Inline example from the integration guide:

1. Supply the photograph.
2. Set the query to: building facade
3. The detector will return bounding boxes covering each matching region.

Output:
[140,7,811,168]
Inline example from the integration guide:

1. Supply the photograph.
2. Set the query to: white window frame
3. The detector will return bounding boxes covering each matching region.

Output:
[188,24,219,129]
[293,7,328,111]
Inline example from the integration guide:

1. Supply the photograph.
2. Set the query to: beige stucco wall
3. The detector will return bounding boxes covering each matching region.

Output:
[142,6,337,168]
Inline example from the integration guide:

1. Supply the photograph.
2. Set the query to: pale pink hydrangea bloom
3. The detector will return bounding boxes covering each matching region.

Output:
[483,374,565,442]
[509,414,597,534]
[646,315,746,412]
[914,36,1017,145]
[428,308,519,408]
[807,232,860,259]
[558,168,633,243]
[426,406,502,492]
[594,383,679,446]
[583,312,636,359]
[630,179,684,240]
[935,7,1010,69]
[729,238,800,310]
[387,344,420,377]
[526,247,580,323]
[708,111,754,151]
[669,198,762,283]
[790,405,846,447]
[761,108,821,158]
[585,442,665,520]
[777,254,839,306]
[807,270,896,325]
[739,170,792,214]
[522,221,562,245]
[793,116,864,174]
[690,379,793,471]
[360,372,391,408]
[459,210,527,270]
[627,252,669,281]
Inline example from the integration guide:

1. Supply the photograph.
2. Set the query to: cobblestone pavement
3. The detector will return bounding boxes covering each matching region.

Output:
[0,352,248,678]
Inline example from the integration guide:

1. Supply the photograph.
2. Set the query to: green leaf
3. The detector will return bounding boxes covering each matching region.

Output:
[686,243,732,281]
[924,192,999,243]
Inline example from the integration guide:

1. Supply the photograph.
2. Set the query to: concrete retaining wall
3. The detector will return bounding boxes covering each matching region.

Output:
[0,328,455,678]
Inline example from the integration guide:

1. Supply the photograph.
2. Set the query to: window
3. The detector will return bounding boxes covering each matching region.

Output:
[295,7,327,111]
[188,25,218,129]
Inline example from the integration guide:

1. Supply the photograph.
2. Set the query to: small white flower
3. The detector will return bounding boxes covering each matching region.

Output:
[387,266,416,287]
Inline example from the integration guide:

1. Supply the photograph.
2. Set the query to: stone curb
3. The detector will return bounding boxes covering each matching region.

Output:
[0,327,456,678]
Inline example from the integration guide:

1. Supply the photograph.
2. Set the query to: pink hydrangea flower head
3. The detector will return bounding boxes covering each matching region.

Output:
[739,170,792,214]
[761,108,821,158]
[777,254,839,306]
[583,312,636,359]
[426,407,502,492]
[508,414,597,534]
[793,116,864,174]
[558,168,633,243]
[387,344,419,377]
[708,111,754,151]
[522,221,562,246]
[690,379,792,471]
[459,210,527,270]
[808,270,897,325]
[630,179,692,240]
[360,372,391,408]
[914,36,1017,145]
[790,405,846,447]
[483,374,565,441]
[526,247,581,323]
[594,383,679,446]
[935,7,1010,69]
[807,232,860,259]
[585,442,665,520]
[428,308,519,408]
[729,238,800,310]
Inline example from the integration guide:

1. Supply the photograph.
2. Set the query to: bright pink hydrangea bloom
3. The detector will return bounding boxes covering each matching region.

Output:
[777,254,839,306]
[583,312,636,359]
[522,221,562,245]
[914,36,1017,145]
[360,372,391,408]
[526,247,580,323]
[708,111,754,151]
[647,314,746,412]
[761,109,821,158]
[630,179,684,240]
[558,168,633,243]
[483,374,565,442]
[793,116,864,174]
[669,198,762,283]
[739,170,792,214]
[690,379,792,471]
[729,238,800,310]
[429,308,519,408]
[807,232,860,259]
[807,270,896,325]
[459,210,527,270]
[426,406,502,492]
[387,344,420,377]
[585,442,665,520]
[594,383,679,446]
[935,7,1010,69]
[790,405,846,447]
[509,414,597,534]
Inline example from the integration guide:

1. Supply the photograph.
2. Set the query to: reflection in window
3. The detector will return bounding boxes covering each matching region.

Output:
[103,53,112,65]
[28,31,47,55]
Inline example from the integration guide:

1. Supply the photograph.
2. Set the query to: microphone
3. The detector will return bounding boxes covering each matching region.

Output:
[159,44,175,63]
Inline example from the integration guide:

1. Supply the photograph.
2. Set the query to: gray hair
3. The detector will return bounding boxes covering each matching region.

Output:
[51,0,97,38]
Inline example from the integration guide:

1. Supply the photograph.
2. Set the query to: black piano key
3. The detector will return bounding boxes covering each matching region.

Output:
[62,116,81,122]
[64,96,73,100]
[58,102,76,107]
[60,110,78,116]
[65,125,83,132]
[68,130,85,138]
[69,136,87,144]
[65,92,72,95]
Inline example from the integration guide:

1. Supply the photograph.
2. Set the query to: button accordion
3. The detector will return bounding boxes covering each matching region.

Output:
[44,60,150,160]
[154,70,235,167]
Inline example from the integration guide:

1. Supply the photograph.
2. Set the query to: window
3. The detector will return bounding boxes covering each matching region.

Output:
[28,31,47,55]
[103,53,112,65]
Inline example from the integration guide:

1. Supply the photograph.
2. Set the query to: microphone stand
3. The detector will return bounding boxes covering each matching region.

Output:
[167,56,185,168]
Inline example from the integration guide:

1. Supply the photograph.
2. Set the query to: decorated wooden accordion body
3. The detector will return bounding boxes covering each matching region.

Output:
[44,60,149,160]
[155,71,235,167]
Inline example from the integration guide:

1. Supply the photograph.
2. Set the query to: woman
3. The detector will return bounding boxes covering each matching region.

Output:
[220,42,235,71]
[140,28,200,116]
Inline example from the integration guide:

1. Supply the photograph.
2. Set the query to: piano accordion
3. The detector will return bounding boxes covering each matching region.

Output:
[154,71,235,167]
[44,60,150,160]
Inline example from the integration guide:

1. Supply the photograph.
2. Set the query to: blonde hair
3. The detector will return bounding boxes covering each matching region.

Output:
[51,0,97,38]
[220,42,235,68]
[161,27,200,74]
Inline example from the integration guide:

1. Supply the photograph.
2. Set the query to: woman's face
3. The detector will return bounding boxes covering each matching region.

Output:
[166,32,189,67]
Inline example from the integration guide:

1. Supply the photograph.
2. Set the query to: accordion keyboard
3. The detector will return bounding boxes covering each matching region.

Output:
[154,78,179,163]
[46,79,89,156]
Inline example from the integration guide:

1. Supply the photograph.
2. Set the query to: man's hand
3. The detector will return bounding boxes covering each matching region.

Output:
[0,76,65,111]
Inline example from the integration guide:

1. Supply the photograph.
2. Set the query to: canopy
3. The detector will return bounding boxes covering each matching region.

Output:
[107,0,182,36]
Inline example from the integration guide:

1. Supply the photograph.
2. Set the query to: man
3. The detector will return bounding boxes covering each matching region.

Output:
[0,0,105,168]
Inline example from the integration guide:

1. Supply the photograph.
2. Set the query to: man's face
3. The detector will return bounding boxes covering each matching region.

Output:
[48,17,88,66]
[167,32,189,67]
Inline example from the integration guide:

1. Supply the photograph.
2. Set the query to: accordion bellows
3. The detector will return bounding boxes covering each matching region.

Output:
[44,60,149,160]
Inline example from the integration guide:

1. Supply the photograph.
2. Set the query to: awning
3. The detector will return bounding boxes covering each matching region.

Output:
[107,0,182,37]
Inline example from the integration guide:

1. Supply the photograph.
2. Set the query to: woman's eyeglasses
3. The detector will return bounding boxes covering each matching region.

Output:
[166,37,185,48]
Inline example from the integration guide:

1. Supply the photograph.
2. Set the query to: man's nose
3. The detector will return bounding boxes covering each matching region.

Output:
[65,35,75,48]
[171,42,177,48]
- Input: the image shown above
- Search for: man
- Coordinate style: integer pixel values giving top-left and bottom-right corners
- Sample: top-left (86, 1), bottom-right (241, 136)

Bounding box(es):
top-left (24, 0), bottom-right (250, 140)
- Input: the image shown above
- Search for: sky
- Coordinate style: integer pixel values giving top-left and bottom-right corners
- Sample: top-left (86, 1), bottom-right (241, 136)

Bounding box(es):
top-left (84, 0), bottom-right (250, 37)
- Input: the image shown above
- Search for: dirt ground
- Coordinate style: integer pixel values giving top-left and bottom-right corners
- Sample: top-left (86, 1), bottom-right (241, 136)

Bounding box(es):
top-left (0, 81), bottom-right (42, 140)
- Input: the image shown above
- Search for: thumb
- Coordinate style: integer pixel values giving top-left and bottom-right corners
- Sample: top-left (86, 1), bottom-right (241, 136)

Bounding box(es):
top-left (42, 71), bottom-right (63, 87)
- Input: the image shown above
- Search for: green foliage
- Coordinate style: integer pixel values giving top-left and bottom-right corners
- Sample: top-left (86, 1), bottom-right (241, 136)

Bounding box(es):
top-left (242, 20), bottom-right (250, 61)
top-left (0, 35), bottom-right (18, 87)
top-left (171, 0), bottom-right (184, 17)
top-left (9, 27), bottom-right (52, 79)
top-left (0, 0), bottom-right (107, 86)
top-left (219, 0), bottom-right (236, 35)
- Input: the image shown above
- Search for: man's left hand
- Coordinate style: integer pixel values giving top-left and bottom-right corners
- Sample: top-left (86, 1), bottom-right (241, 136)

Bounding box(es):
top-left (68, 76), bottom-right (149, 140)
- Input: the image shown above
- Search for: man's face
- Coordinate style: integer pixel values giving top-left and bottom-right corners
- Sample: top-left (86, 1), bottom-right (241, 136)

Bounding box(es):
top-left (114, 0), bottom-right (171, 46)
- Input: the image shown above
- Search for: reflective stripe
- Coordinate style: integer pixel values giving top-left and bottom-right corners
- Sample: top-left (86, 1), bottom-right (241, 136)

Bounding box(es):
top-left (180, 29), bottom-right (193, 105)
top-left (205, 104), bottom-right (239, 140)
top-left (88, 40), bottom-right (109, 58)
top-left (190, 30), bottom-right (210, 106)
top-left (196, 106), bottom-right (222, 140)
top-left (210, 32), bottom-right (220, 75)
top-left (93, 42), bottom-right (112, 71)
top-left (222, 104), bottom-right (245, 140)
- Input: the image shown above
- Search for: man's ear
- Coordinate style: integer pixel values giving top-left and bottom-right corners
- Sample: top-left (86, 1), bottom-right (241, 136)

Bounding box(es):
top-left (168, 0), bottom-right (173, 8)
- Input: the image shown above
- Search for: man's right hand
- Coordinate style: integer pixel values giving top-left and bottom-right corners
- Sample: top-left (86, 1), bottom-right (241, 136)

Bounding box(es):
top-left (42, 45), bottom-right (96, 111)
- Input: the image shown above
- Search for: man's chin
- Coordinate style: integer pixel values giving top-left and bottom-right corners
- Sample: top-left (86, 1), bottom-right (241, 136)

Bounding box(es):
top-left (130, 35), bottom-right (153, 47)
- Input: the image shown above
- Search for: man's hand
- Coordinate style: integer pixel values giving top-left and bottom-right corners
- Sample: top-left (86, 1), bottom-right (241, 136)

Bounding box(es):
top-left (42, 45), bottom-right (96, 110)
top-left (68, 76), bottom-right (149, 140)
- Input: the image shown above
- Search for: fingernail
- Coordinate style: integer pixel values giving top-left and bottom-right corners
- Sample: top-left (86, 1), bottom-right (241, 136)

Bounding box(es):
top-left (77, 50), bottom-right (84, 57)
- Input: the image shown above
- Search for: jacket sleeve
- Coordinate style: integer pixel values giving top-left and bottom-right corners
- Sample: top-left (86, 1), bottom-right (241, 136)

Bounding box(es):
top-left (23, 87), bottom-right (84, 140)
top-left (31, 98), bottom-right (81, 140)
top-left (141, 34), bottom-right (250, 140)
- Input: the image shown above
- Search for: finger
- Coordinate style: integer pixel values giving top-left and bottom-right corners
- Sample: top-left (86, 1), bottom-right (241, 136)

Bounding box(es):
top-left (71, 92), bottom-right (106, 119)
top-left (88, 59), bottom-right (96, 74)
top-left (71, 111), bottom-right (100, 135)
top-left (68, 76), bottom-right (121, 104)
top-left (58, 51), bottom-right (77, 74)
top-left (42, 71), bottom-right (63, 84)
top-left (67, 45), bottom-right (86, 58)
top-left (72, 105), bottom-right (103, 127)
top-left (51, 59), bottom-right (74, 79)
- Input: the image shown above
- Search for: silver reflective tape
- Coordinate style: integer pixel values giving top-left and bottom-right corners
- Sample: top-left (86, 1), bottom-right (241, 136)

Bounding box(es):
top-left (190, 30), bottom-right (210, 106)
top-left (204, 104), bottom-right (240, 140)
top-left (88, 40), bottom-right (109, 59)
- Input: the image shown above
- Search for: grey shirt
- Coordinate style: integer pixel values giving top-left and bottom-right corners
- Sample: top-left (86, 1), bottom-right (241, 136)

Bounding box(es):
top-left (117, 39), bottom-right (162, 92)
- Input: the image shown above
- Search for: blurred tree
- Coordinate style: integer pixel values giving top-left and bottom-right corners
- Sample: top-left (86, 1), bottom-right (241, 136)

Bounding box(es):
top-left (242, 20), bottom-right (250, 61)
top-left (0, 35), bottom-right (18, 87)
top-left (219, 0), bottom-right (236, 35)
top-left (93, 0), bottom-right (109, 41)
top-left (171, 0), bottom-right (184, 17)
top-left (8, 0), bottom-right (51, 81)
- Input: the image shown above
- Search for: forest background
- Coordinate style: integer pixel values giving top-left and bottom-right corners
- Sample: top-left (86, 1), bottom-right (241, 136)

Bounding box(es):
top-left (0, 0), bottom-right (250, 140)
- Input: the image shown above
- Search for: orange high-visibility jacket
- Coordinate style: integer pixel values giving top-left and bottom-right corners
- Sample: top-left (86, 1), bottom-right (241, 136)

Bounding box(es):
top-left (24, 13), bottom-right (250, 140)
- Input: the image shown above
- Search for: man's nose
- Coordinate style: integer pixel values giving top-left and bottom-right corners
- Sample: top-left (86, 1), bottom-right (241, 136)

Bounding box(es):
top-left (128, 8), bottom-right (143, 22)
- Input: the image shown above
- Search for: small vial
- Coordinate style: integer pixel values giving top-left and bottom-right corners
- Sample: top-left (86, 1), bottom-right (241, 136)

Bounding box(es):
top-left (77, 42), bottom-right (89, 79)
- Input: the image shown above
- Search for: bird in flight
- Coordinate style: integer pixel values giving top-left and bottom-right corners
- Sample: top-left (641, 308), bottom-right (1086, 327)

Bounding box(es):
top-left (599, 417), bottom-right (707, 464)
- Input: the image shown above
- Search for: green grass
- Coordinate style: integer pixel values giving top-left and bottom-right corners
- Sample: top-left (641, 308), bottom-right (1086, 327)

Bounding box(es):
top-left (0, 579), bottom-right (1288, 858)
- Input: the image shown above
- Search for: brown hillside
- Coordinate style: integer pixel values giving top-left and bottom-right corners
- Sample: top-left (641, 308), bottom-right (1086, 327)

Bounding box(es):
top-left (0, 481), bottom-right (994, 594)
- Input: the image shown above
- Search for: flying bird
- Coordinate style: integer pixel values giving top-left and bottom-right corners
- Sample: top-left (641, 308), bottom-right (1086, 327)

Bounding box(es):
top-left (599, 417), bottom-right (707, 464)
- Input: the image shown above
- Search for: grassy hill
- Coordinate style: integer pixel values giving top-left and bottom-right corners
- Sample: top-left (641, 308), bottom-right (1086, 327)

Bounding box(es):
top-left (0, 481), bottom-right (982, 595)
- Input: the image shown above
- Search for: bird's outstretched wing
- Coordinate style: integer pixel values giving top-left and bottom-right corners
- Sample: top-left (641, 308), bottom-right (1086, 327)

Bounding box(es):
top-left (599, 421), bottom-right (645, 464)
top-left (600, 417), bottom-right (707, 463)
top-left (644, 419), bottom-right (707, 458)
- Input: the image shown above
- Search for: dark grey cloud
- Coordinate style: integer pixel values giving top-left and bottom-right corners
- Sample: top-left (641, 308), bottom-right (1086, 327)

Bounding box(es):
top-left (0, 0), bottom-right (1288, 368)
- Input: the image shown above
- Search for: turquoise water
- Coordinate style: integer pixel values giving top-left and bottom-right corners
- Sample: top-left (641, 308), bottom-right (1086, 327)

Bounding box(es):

------------------------------------------------

● WHAT THE EXERCISE ASKS: Can you reproduce the listing above, from its first line through the line containing "[0,352,248,678]", with "detector" swapped for "locator" and nothing else altered?

● SOLUTION TO THIS TASK:
Inline example from the integration guide:

1. Supply the photograph.
2. Set the query to: building facade
3. The locator will return bounding boxes covering each matching region.

Output:
[140,7,811,168]
Inline example from the integration guide:

1. Supply the photograph.
2. Set the query to: white window frame
3. The locator will return bounding boxes covering each matching region.

Output:
[188,24,219,129]
[293,7,328,111]
Inline example from the integration guide:

1. Supply the photograph.
2. Set the query to: beige stucco wall
3. The locator will return bounding boxes covering each matching region.

Output:
[142,6,337,168]
Inline example from the integration guide:

1. Supply the photograph.
2. Set the query to: pale pink hydrangea bloom
3. The locator will return bounding boxes covering each matching region.

Output:
[483,374,565,442]
[509,414,597,534]
[646,315,746,412]
[914,36,1017,145]
[428,308,519,408]
[807,232,860,259]
[558,168,633,243]
[426,406,502,492]
[594,383,679,446]
[583,312,636,359]
[630,179,684,240]
[935,7,1010,69]
[729,238,800,310]
[387,344,420,377]
[526,247,580,323]
[708,111,754,151]
[669,198,762,283]
[790,405,846,447]
[761,108,821,158]
[585,442,665,520]
[777,254,839,306]
[807,270,896,325]
[739,170,792,214]
[522,221,562,245]
[793,116,864,174]
[690,379,793,471]
[360,372,391,408]
[459,210,527,270]
[627,252,669,281]
Inline example from the integration guide:

1. Supply the photograph.
2. Set the query to: cobblestone pavement
3. The locator will return bounding boxes covering each matching region.

Output:
[0,352,248,678]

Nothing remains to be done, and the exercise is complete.